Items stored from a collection

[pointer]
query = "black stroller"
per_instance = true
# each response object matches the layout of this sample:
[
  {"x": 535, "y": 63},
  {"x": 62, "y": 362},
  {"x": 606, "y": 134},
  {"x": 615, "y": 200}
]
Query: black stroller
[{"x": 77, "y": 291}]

- **Short exercise**
Retype every item above line by line, keeping each character unchanged.

- **Correct output**
[pointer]
query = "black stroller"
per_instance = true
# each response object matches the layout of this sample:
[
  {"x": 535, "y": 63},
  {"x": 62, "y": 362},
  {"x": 606, "y": 134},
  {"x": 615, "y": 200}
]
Query: black stroller
[{"x": 77, "y": 291}]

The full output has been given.